What reverse stock split did Focus Universal (FCUV) approve?

Focus Universal approved a 1-for-10 reverse stock split of its common stock. Every ten existing shares will automatically convert into one share, with no fractional shares issued and cash paid instead for any resulting fractional amounts.

When will the Focus Universal (FCUV) reverse stock split take effect?

The reverse stock split becomes effective on February 9, 2026. FCUV shares will begin trading on a split-adjusted basis at the market open that day on the Nasdaq Capital Market, under the same ticker but with a new CUSIP number 34417J 500.

Why is Focus Universal (FCUV) implementing a 1-for-10 reverse stock split?

Focus Universal is implementing the reverse split to satisfy Nasdaq’s $1.00 minimum bid price requirement for continued listing. Consolidating shares aims to increase the per-share trading price while maintaining stockholders’ relative ownership percentages and proportional voting power overall.

Short problem 1
Summarize the passage on the Focus Universal reverse stock split in two sentences.
Short problem 2
Translate this sentence from the passage on the Focus Universal reverse stock split into Spanish: "The reverse stock split becomes effective on February 9, 2026."

Given information
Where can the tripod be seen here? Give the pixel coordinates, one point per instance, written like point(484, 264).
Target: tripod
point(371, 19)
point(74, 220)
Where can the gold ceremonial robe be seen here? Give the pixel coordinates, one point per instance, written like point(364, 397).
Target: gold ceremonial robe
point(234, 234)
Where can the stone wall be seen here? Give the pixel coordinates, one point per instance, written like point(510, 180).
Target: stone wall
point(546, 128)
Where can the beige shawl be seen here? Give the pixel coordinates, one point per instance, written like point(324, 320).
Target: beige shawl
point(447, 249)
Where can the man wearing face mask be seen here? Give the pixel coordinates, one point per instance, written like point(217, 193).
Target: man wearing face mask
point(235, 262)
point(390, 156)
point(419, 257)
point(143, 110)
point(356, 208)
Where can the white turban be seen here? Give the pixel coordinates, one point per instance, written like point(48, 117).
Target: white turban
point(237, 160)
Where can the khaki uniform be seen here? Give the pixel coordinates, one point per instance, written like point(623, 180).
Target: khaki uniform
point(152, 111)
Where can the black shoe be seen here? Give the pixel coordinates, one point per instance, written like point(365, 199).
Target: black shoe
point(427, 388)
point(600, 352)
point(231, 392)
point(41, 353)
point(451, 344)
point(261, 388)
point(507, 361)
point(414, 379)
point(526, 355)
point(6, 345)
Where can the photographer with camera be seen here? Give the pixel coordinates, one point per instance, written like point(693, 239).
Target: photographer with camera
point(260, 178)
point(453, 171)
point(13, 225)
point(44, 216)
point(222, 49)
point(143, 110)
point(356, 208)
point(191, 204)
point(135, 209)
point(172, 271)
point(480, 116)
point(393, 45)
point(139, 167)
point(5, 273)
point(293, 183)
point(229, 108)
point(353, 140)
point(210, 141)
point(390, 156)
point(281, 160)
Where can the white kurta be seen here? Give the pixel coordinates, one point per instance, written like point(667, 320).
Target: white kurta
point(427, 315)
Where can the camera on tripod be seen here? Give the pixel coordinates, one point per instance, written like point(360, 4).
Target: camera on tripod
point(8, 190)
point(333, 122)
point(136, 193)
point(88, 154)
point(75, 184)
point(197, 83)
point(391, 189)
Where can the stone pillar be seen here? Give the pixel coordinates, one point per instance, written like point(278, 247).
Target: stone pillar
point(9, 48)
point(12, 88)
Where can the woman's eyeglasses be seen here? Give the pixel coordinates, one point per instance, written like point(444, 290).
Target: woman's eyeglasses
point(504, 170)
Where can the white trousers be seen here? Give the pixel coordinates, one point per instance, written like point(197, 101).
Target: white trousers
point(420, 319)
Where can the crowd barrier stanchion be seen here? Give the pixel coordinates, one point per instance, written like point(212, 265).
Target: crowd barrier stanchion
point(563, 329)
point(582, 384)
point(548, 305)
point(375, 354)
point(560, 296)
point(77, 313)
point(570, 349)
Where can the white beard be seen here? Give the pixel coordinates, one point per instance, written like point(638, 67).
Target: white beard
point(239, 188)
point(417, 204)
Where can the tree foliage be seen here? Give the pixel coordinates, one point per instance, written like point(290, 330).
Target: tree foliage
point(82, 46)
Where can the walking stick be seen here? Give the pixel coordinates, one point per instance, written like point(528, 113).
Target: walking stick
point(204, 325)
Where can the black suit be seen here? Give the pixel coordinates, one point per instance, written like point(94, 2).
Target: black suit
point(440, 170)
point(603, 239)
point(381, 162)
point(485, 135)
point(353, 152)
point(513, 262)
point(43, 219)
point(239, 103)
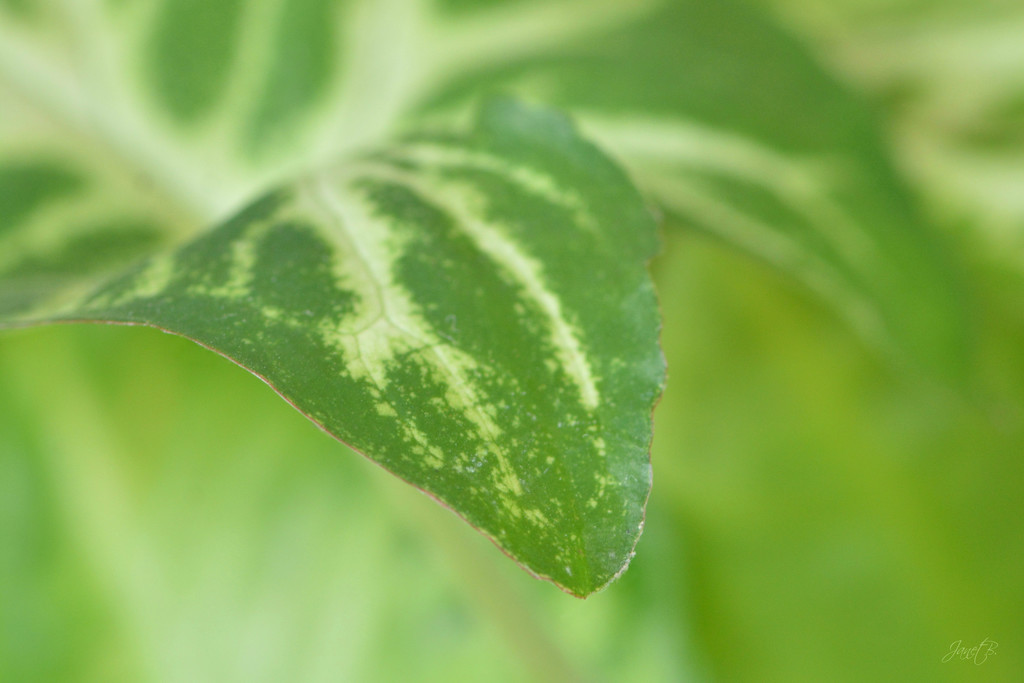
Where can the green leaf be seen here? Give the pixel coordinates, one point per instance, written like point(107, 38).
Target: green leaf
point(731, 128)
point(129, 127)
point(471, 310)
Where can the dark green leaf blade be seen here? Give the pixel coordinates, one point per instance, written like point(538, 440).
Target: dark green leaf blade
point(732, 128)
point(470, 310)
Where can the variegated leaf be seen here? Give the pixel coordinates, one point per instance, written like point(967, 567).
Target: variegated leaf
point(730, 127)
point(127, 127)
point(724, 121)
point(471, 311)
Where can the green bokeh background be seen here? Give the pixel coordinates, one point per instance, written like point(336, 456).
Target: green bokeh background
point(818, 514)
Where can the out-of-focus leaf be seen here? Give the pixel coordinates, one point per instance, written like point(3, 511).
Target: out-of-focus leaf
point(128, 127)
point(472, 311)
point(951, 76)
point(727, 123)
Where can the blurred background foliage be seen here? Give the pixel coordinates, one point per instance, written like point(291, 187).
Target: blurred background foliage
point(817, 514)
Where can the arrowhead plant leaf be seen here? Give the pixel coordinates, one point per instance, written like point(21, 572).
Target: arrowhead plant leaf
point(459, 292)
point(471, 310)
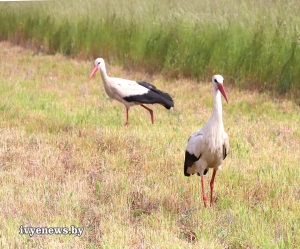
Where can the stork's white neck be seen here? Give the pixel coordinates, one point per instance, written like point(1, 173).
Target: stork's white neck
point(217, 109)
point(214, 127)
point(103, 73)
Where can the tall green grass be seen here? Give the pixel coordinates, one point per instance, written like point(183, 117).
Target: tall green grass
point(255, 44)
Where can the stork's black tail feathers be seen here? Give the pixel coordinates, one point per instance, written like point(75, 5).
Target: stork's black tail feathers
point(155, 96)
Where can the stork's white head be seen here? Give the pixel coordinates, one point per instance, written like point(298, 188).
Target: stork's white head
point(217, 81)
point(99, 63)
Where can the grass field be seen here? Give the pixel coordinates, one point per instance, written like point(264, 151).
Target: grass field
point(66, 158)
point(255, 43)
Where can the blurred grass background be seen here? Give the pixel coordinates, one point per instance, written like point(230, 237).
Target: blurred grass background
point(254, 44)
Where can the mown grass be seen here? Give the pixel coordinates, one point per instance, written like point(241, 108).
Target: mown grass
point(66, 158)
point(255, 43)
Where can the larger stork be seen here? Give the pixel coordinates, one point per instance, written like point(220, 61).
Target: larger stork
point(208, 147)
point(131, 92)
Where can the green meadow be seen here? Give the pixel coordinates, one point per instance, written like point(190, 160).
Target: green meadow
point(254, 43)
point(67, 159)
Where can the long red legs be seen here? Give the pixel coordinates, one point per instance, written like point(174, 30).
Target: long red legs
point(203, 191)
point(127, 122)
point(151, 113)
point(212, 186)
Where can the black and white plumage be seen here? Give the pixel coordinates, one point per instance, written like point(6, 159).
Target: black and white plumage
point(131, 92)
point(208, 147)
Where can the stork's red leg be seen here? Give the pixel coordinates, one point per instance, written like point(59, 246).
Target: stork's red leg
point(127, 122)
point(203, 191)
point(151, 113)
point(212, 186)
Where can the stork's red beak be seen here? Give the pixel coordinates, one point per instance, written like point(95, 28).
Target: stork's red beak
point(93, 72)
point(221, 89)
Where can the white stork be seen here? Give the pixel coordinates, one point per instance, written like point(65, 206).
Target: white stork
point(131, 92)
point(208, 147)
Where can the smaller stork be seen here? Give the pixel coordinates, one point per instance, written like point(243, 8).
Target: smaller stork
point(208, 147)
point(131, 92)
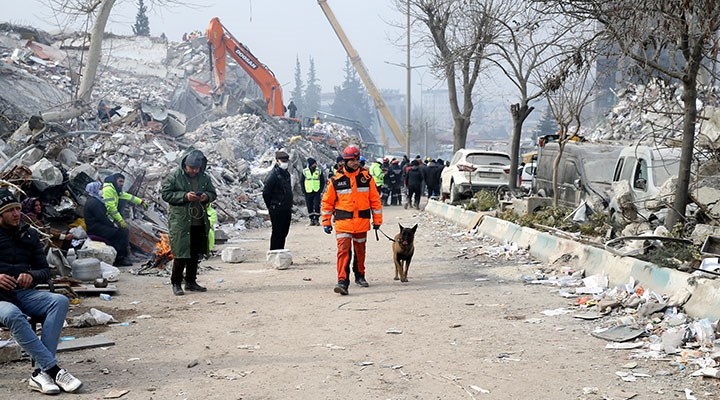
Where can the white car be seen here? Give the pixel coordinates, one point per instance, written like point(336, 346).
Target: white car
point(473, 170)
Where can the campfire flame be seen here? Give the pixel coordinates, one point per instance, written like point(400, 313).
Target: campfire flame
point(162, 255)
point(162, 248)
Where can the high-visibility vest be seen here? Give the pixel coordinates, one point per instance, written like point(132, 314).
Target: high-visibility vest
point(312, 180)
point(377, 174)
point(353, 200)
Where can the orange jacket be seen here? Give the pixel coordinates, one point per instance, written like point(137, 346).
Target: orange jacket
point(353, 199)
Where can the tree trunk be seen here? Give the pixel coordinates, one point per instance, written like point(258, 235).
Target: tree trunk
point(688, 143)
point(80, 104)
point(519, 114)
point(556, 167)
point(460, 129)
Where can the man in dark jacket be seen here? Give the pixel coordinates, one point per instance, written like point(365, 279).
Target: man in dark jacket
point(277, 194)
point(22, 266)
point(312, 184)
point(189, 191)
point(100, 227)
point(414, 181)
point(432, 179)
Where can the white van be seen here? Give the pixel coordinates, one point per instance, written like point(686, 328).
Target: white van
point(646, 168)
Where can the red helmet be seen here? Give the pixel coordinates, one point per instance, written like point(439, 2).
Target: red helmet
point(351, 152)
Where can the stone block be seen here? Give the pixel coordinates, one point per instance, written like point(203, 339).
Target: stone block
point(279, 259)
point(11, 352)
point(233, 255)
point(529, 205)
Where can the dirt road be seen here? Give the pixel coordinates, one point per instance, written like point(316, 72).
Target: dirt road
point(462, 328)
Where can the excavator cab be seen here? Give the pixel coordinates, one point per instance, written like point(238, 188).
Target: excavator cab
point(222, 44)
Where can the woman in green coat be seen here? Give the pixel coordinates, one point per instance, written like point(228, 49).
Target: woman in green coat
point(189, 191)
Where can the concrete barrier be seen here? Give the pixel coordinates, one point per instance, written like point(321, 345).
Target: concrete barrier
point(704, 293)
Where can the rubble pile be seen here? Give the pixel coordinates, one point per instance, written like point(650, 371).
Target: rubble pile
point(648, 325)
point(159, 90)
point(654, 113)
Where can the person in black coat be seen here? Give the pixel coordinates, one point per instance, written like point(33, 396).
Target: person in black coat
point(23, 266)
point(100, 227)
point(277, 194)
point(414, 182)
point(432, 178)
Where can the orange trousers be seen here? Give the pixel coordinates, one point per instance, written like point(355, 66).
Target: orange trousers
point(346, 243)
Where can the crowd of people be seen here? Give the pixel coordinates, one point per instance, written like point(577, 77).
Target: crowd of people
point(348, 200)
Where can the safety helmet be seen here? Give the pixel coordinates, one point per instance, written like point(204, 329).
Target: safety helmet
point(351, 152)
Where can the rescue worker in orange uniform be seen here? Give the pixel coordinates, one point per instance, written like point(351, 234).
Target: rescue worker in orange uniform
point(353, 199)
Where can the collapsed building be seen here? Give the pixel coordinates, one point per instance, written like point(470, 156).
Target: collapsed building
point(156, 96)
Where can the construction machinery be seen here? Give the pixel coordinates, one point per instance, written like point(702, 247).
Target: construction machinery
point(221, 44)
point(380, 104)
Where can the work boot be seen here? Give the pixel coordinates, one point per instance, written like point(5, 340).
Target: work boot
point(194, 287)
point(341, 288)
point(177, 290)
point(360, 280)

Complete response 1
Focus Universal approved a 1-for-10 reverse stock split of its common stock, so every ten existing shares convert into one and cash is paid instead of fractional shares. The split takes effect on February 9, 2026, and is meant to satisfy Nasdaq's $1.00 minimum bid price requirement for continued listing.

Complete response 2
La división inversa de acciones entra en vigor el 9 de febrero de 2026.